#### Description of the task:
Copy the records starting at the line containing "Return the outline of every instance of the wooden" and ending at the line containing "POLYGON ((413 173, 410", renaming "privacy fence" to "board fence" and leaving everything else unchanged.

=== Extracted data ===

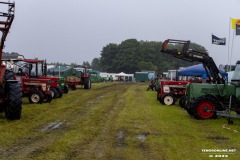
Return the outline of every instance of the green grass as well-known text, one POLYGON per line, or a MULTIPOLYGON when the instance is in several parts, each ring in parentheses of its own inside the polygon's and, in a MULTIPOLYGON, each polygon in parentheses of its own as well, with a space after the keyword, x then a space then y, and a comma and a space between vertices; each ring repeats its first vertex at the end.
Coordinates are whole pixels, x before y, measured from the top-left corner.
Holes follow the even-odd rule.
POLYGON ((238 159, 239 120, 196 120, 147 86, 94 83, 50 104, 24 99, 21 120, 0 119, 0 159, 209 159, 202 149, 236 149, 227 159, 238 159), (53 122, 61 126, 43 130, 53 122))

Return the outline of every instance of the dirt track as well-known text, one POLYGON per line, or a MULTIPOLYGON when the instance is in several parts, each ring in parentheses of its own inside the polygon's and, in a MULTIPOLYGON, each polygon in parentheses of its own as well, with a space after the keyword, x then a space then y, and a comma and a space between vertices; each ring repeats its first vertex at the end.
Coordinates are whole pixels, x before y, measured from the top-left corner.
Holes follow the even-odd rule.
POLYGON ((99 83, 42 105, 24 99, 22 118, 0 115, 0 160, 209 159, 202 149, 240 156, 239 121, 199 121, 178 104, 163 106, 144 83, 99 83), (174 154, 173 154, 174 153, 174 154))
MULTIPOLYGON (((73 101, 67 104, 66 111, 55 112, 58 114, 55 115, 56 119, 52 119, 51 122, 43 126, 38 122, 30 121, 31 124, 27 126, 30 127, 31 132, 14 140, 14 144, 9 144, 9 147, 1 146, 1 158, 45 159, 51 157, 53 159, 72 159, 78 157, 92 159, 103 157, 105 154, 103 148, 108 145, 107 143, 116 143, 116 146, 121 146, 123 143, 124 133, 122 131, 119 132, 122 135, 113 133, 114 137, 111 137, 111 134, 118 113, 125 105, 125 94, 128 88, 129 85, 125 84, 111 84, 93 87, 88 91, 83 89, 71 91, 75 93, 64 95, 64 99, 58 99, 58 103, 54 105, 54 108, 65 105, 61 101, 65 102, 68 97, 71 97, 73 101), (82 96, 78 94, 82 94, 82 96), (72 134, 72 139, 79 135, 83 136, 84 139, 80 138, 81 141, 73 143, 70 138, 70 140, 66 140, 66 143, 71 143, 71 145, 61 144, 64 143, 64 141, 61 142, 61 139, 64 139, 64 136, 68 136, 68 134, 72 134), (50 153, 51 145, 59 145, 60 150, 65 152, 60 151, 59 155, 52 154, 50 153)), ((52 104, 56 103, 55 101, 52 104)), ((32 105, 26 103, 24 109, 27 110, 27 107, 32 107, 32 105)), ((24 118, 23 116, 20 121, 24 121, 24 118)), ((42 117, 42 121, 44 118, 42 117)), ((21 128, 19 129, 21 130, 21 128)))

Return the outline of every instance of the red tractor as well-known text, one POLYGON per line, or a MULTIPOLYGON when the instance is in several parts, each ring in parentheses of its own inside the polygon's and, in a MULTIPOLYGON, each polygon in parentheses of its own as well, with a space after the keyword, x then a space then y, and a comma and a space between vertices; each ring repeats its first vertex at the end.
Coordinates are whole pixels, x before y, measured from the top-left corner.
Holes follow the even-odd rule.
POLYGON ((22 86, 23 96, 28 97, 30 103, 52 101, 50 91, 51 80, 33 77, 35 71, 30 63, 18 61, 14 63, 15 77, 22 86))
POLYGON ((22 91, 13 71, 2 63, 4 42, 14 19, 15 3, 0 2, 8 5, 7 12, 0 12, 0 110, 5 112, 6 118, 15 120, 21 118, 22 91))
POLYGON ((178 98, 185 95, 188 81, 160 80, 157 99, 163 105, 174 105, 178 98))
POLYGON ((59 86, 59 78, 55 76, 47 76, 47 64, 45 60, 38 59, 24 59, 24 62, 32 65, 32 73, 29 74, 31 78, 50 79, 50 90, 53 98, 61 98, 63 91, 59 86))
POLYGON ((84 86, 84 89, 91 89, 92 84, 91 84, 90 74, 87 72, 86 66, 82 66, 82 67, 83 67, 83 71, 80 71, 82 75, 80 78, 79 85, 84 86))

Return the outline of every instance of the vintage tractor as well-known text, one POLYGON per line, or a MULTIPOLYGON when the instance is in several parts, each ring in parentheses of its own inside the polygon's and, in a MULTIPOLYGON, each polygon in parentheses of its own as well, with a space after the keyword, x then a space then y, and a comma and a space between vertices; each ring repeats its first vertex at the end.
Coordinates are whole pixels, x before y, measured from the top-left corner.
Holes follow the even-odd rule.
MULTIPOLYGON (((206 52, 190 50, 190 41, 168 39, 162 44, 162 53, 187 61, 201 62, 211 83, 189 83, 185 107, 196 119, 215 118, 216 115, 232 117, 229 109, 240 114, 240 62, 234 72, 231 84, 227 84, 215 62, 206 52), (182 48, 167 48, 168 44, 182 45, 182 48)), ((178 47, 179 48, 179 47, 178 47)))
POLYGON ((32 66, 31 74, 29 74, 31 78, 51 80, 50 91, 52 92, 53 98, 61 98, 63 96, 63 91, 60 88, 59 78, 56 76, 47 75, 47 64, 45 60, 24 59, 23 61, 32 66))
POLYGON ((90 74, 87 73, 86 67, 80 70, 65 66, 56 66, 49 69, 47 74, 64 77, 66 85, 72 90, 76 90, 78 85, 84 86, 84 89, 91 88, 90 74))
POLYGON ((7 12, 0 12, 0 31, 2 33, 0 41, 0 110, 5 112, 6 118, 16 120, 21 118, 22 91, 12 70, 2 63, 2 51, 14 19, 15 3, 0 2, 0 5, 8 7, 7 12))
POLYGON ((18 61, 12 65, 15 77, 22 86, 23 96, 28 97, 30 103, 41 104, 43 102, 50 103, 52 101, 50 79, 33 77, 32 75, 35 71, 33 71, 33 66, 29 63, 18 61))
POLYGON ((81 73, 79 85, 84 86, 84 89, 91 89, 91 75, 87 72, 87 66, 82 66, 82 69, 78 71, 81 73))

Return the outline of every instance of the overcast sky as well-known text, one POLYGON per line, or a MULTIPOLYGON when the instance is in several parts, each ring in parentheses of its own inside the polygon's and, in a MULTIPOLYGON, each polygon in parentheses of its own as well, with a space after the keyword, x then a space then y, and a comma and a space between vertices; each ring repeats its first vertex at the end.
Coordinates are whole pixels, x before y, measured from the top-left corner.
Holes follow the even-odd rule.
POLYGON ((240 18, 240 0, 15 0, 15 3, 15 19, 4 51, 18 52, 25 58, 91 63, 109 43, 120 44, 130 38, 143 41, 170 38, 204 46, 217 65, 228 63, 231 53, 228 47, 231 50, 234 42, 232 63, 240 60, 240 36, 233 37, 233 30, 229 30, 230 17, 240 18), (227 45, 212 45, 211 34, 227 38, 227 45))

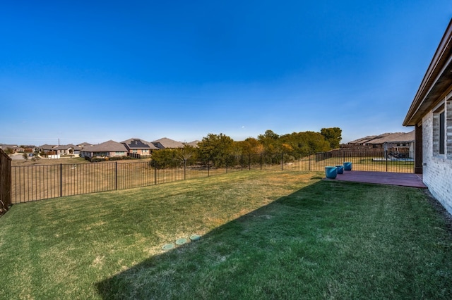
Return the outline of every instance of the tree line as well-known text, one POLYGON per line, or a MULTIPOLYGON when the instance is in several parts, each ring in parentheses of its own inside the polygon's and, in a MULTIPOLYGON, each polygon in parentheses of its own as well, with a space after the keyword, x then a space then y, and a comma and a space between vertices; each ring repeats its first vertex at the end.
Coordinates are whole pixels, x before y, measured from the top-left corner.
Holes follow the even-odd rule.
POLYGON ((338 148, 341 140, 342 130, 339 127, 322 128, 320 132, 306 131, 282 135, 268 130, 257 139, 249 137, 243 141, 234 141, 222 133, 209 133, 198 143, 197 147, 185 144, 182 149, 155 151, 151 163, 159 168, 167 168, 210 161, 221 167, 230 163, 232 156, 242 155, 292 154, 307 156, 338 148))

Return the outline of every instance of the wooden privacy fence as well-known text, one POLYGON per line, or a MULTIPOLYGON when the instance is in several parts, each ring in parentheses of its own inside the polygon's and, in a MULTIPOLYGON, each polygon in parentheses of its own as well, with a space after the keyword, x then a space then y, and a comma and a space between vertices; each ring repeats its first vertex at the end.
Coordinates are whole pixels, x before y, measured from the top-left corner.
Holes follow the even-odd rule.
POLYGON ((0 215, 11 204, 11 158, 0 149, 0 215))
POLYGON ((413 173, 410 158, 388 153, 261 154, 216 158, 204 162, 174 161, 165 167, 146 162, 102 162, 12 167, 12 203, 142 187, 244 170, 324 171, 351 162, 353 170, 413 173))

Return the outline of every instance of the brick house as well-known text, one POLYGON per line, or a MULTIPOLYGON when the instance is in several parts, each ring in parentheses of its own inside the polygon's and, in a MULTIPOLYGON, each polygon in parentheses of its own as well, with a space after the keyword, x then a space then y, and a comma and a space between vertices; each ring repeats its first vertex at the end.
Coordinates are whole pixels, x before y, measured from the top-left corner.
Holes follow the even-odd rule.
POLYGON ((114 141, 107 141, 92 146, 84 147, 80 153, 81 157, 116 157, 126 156, 127 149, 124 144, 114 141))
POLYGON ((151 143, 160 149, 175 149, 184 148, 184 144, 174 139, 163 137, 160 139, 151 142, 151 143))
POLYGON ((415 127, 415 173, 452 213, 452 20, 415 96, 404 126, 415 127))
POLYGON ((152 143, 136 137, 132 137, 122 141, 121 143, 126 146, 130 156, 148 156, 150 155, 153 151, 158 150, 158 148, 152 143))

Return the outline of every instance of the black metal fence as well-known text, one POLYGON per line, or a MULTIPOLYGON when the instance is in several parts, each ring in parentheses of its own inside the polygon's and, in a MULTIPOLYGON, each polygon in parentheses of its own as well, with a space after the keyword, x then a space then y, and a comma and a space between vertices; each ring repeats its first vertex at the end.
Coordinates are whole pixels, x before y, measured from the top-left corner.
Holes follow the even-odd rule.
POLYGON ((11 203, 11 158, 0 149, 0 215, 11 203))
POLYGON ((321 171, 325 167, 352 163, 353 170, 413 173, 410 156, 381 151, 325 152, 307 156, 296 154, 231 156, 203 162, 179 161, 172 168, 146 162, 104 162, 11 168, 12 203, 142 187, 205 177, 244 170, 321 171), (392 155, 391 155, 392 154, 392 155))

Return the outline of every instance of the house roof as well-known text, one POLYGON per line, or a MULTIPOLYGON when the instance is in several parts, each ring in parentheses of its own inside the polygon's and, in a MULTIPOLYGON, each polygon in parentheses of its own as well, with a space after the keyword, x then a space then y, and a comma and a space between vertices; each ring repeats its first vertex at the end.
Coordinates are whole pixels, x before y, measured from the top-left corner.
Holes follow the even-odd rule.
POLYGON ((193 142, 190 142, 189 143, 186 143, 187 145, 189 146, 191 146, 192 147, 194 148, 198 148, 198 143, 201 143, 201 141, 198 140, 196 140, 196 141, 193 141, 193 142))
POLYGON ((452 91, 452 19, 433 56, 403 121, 414 126, 452 91))
POLYGON ((56 145, 49 145, 48 144, 44 144, 42 146, 39 146, 37 148, 43 150, 53 150, 56 145))
POLYGON ((86 142, 83 142, 81 144, 78 144, 78 146, 80 146, 81 147, 85 146, 93 146, 93 144, 90 144, 90 143, 87 143, 86 142))
POLYGON ((155 146, 149 142, 146 142, 143 139, 138 137, 132 137, 125 141, 121 142, 122 144, 126 145, 126 147, 130 149, 158 149, 155 146))
POLYGON ((415 130, 410 132, 383 133, 372 135, 350 142, 348 144, 384 144, 396 142, 410 142, 415 141, 415 130))
POLYGON ((56 147, 53 148, 53 150, 67 150, 69 148, 72 148, 73 150, 81 150, 81 147, 79 147, 78 146, 73 145, 72 144, 69 144, 67 145, 56 146, 56 147))
POLYGON ((153 144, 155 144, 157 143, 160 143, 163 148, 184 148, 184 144, 180 142, 174 141, 174 139, 168 139, 167 137, 163 137, 160 139, 157 139, 155 141, 152 142, 153 144))
POLYGON ((83 149, 85 152, 123 152, 127 151, 124 144, 114 141, 107 141, 97 145, 93 145, 88 149, 83 149))

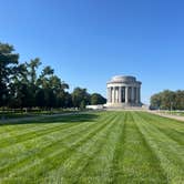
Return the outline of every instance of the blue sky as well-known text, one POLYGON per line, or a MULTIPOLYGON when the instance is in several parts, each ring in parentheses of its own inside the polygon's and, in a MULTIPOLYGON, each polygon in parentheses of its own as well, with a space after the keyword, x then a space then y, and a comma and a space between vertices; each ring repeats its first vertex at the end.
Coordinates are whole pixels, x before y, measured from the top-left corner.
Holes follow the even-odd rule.
POLYGON ((0 41, 39 57, 71 86, 106 93, 116 74, 142 81, 142 101, 184 89, 183 0, 0 0, 0 41))

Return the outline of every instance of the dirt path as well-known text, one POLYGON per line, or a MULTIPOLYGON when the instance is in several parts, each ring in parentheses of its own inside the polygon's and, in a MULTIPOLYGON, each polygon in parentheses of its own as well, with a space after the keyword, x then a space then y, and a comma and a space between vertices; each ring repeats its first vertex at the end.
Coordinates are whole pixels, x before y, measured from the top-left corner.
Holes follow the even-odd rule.
POLYGON ((147 112, 152 113, 152 114, 160 115, 160 116, 164 116, 164 117, 168 117, 168 119, 174 119, 174 120, 178 120, 178 121, 183 121, 184 122, 184 116, 173 115, 173 114, 165 114, 165 113, 162 113, 162 112, 159 112, 159 111, 147 111, 147 112))

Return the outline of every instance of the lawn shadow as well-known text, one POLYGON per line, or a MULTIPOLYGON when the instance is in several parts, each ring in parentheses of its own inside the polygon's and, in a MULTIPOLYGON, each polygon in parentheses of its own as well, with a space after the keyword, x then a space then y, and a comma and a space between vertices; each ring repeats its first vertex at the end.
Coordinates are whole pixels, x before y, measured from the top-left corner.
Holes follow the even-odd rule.
POLYGON ((85 123, 95 122, 100 114, 83 113, 83 114, 61 114, 61 115, 47 115, 35 117, 24 117, 1 121, 0 125, 16 125, 16 124, 39 124, 39 123, 85 123))

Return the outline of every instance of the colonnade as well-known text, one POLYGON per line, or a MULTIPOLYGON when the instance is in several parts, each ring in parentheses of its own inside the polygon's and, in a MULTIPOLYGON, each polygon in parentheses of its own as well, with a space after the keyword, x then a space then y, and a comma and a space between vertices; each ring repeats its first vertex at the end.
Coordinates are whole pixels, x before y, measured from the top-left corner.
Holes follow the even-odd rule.
POLYGON ((139 104, 141 102, 140 86, 109 86, 108 103, 139 104))

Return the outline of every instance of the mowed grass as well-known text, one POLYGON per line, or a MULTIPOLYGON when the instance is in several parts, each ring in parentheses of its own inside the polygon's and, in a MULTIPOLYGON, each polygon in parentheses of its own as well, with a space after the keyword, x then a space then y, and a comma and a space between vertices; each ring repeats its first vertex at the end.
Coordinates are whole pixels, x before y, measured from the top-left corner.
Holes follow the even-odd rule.
POLYGON ((99 112, 0 125, 0 183, 184 183, 184 123, 99 112))

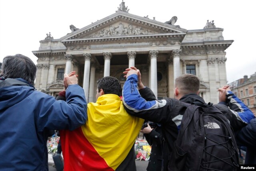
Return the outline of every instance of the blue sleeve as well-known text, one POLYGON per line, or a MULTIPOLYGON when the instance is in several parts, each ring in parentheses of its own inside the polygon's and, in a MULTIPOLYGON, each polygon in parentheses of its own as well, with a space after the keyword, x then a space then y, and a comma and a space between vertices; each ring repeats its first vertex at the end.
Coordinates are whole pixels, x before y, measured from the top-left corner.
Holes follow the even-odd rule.
POLYGON ((72 130, 85 123, 87 103, 83 89, 78 85, 69 85, 66 98, 66 102, 49 95, 40 98, 36 108, 38 128, 72 130))
POLYGON ((133 74, 128 77, 123 87, 123 102, 128 113, 159 123, 170 122, 172 100, 147 101, 140 94, 137 83, 138 76, 133 74))
POLYGON ((227 92, 227 100, 228 106, 237 118, 248 123, 255 118, 253 113, 231 91, 227 92))

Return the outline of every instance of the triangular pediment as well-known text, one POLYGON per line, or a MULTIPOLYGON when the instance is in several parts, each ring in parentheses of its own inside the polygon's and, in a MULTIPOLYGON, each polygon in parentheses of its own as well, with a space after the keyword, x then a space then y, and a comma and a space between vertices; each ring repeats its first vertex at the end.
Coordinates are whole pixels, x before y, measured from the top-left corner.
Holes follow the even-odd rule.
POLYGON ((62 41, 142 35, 185 34, 187 30, 153 20, 118 11, 60 38, 62 41))

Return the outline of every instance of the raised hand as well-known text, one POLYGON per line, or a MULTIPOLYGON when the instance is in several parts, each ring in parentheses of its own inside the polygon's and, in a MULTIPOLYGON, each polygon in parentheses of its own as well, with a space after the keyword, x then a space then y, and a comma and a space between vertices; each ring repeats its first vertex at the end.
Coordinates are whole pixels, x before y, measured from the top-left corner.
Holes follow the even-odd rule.
POLYGON ((64 74, 64 90, 66 90, 69 85, 77 84, 78 79, 78 75, 76 75, 76 71, 72 71, 68 75, 64 74))

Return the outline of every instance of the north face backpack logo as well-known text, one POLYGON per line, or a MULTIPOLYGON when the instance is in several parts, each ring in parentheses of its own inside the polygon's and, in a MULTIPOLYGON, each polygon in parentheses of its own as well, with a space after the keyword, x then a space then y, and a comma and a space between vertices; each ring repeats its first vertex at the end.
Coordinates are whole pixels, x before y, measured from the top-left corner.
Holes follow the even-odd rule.
POLYGON ((208 122, 208 124, 204 125, 204 126, 207 127, 208 129, 220 128, 219 125, 214 122, 208 122))

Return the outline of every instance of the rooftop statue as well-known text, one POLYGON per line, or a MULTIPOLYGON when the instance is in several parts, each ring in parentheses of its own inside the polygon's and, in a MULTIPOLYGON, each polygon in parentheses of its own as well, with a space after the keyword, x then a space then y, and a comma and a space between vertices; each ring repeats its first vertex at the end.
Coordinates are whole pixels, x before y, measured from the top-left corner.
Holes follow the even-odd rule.
POLYGON ((125 5, 124 4, 124 0, 122 0, 122 2, 120 4, 120 7, 117 7, 118 10, 117 11, 116 11, 116 12, 117 12, 118 11, 122 11, 123 12, 128 12, 130 9, 127 10, 127 8, 128 8, 128 6, 125 7, 125 5))
POLYGON ((178 18, 176 16, 174 16, 173 17, 172 17, 171 20, 170 20, 169 21, 165 22, 164 23, 170 24, 170 25, 174 26, 178 18))
POLYGON ((212 20, 209 22, 209 20, 207 20, 207 22, 204 27, 204 29, 215 28, 216 26, 214 25, 214 20, 212 20))
POLYGON ((69 26, 69 28, 70 28, 71 30, 71 32, 73 32, 77 30, 78 29, 79 29, 79 28, 76 28, 75 27, 73 24, 71 24, 69 26))
POLYGON ((53 39, 53 37, 51 35, 51 32, 49 32, 49 34, 46 33, 46 37, 44 38, 45 40, 51 40, 53 39))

===

#### Finished answer:
Return the outline of every instance of the wooden board fence as well-known text, one POLYGON per line, or a MULTIPOLYGON when the instance is in several parts, each ring in parentheses of its own inside the polygon's and, in a MULTIPOLYGON, each polygon in parentheses of its own as well, with a space after the keyword, x then a space then y, and a comma and a space between vertices; each ring repeats its first vertex at the end.
Coordinates are whole pixels, x before y, measured from the top-left corner.
Holes follow the even-odd rule.
POLYGON ((0 215, 11 204, 11 158, 0 149, 0 215))
POLYGON ((413 173, 410 158, 388 153, 261 154, 216 158, 204 162, 174 161, 165 167, 146 162, 102 162, 12 167, 12 203, 142 187, 244 170, 324 171, 351 162, 353 170, 413 173))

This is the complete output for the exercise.